# Source document:

◇ ◇ ◇ ◇ ◇

A Letter to Coach Ryan

April 13, 2015

Dear Coach Ryan and Badgers,

Thank you for a wonderful season.  Just a week ago tonight, you had Madison and the entire state of Wisconsin excited and nervous over the prospect of playing in the National Final.

As a long - time fan, I want to thank you for how the team played game in and game out.   You represented yourselves, the school, and the state very well.  And, we learned some lessons along the way.

We learned to enjoy the victories.  Even though the team had one ultimate goal, it was valuable to see them enjoy the journey.  Too many times in life we get focused on the destination and miss the sights along the way.  If we don't pay attention to the path, it's difficult to appreciate where we started.

The Badgers learned from their losses.  The few times you experienced setbacks, you obviously figured out what went wrong, made corrections, and moved ahead while leaving the result behind.

◇ ◇ ◇ ◇ ◇

# Information supplied:
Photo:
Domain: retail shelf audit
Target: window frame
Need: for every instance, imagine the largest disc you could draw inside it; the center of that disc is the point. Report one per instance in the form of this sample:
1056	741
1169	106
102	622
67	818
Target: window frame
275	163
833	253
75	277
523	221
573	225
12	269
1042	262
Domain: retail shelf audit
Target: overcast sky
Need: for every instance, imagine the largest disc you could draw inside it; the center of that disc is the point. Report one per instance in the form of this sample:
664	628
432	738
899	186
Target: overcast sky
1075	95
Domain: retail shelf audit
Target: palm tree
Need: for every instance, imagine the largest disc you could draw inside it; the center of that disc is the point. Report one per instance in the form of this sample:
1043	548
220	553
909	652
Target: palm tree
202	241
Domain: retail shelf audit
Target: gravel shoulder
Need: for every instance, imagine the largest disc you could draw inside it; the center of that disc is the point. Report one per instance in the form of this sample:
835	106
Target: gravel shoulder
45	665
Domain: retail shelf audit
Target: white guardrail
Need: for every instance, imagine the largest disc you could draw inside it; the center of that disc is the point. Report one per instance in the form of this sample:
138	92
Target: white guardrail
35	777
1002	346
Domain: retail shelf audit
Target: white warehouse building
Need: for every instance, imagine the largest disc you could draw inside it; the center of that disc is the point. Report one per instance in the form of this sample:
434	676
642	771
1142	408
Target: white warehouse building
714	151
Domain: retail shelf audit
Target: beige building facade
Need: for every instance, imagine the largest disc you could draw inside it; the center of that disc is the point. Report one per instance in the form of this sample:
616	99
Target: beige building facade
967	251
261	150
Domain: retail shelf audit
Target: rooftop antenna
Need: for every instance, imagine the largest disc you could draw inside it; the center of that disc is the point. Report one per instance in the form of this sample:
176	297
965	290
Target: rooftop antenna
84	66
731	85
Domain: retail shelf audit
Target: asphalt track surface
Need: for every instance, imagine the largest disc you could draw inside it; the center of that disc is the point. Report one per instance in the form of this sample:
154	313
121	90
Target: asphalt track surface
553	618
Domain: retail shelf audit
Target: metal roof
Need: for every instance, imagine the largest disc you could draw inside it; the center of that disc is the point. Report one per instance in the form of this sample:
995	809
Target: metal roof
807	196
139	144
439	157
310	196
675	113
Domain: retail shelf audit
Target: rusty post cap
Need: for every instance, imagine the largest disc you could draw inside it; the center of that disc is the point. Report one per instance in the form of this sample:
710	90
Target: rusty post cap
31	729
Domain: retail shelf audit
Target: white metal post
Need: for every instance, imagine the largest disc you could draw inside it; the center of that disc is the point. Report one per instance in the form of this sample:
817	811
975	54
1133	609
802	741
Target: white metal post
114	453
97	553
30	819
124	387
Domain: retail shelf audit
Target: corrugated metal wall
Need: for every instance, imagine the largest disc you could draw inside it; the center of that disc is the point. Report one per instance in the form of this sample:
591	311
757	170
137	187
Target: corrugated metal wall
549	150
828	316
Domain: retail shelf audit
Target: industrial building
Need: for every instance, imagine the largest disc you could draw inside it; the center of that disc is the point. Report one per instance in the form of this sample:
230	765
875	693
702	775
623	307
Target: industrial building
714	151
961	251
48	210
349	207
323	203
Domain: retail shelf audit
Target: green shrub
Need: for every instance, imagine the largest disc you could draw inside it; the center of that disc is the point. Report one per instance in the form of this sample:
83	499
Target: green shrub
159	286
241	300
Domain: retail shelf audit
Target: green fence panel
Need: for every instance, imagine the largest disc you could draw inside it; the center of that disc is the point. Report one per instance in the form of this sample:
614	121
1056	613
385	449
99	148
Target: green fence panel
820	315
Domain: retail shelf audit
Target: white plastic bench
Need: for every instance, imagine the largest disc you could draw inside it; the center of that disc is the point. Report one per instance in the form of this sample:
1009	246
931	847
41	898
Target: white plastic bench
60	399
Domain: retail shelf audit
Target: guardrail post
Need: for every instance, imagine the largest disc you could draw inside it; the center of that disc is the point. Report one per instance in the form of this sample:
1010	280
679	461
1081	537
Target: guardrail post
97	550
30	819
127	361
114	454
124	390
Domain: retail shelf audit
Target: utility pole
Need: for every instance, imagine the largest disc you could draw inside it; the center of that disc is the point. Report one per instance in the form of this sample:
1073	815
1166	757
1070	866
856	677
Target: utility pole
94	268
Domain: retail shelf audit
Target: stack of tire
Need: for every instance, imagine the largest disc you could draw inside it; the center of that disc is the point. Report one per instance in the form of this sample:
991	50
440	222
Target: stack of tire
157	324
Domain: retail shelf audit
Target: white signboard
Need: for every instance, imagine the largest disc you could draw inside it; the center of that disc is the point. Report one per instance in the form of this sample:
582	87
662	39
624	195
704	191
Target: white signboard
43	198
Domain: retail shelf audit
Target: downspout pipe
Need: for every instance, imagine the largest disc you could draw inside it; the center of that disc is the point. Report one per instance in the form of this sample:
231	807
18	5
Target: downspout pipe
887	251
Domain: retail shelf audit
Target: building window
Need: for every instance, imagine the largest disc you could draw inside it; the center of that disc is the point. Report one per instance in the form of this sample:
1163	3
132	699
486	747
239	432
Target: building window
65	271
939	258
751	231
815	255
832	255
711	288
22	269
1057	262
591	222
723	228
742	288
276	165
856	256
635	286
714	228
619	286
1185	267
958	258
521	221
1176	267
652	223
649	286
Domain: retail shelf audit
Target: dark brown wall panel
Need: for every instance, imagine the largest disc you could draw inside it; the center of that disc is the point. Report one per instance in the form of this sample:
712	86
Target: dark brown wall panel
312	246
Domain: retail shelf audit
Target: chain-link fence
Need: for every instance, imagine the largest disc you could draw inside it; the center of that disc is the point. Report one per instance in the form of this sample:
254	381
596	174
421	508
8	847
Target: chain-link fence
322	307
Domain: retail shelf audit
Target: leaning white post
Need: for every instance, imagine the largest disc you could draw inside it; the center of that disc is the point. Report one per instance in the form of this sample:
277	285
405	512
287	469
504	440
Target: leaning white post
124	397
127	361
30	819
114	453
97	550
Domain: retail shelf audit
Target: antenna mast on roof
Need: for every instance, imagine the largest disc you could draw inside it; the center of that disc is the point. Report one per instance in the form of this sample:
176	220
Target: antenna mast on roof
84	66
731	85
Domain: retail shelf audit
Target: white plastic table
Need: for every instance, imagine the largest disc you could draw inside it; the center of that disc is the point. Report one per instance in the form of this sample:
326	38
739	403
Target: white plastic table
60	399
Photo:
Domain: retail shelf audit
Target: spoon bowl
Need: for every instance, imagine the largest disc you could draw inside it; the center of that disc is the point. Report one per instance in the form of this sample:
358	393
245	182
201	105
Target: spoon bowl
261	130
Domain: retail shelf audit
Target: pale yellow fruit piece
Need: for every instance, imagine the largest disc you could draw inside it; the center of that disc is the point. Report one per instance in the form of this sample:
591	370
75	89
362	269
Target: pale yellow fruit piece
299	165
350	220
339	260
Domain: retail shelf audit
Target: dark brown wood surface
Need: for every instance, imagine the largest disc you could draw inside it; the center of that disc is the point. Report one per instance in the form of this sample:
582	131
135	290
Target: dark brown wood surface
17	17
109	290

◇ ◇ ◇ ◇ ◇

# Given task A:
From the letter to Coach Ryan above, set down everything from "We learned to" down to "the result behind.".
# Given task B:
Translate this sentence from the letter to Coach Ryan into Spanish: "Too many times in life we get focused on the destination and miss the sights along the way."

# Full response A:
We learned to enjoy the victories.  Even though the team had one ultimate goal, it was valuable to see them enjoy the journey.  Too many times in life we get focused on the destination and miss the sights along the way.  If we don't pay attention to the path, it's difficult to appreciate where we started.

The Badgers learned from their losses.  The few times you experienced setbacks, you obviously figured out what went wrong, made corrections, and moved ahead while leaving the result behind.

# Full response B:
Demasiadas veces en la vida nos centramos en el destino y nos perdemos lo que hay para ver a lo largo del camino.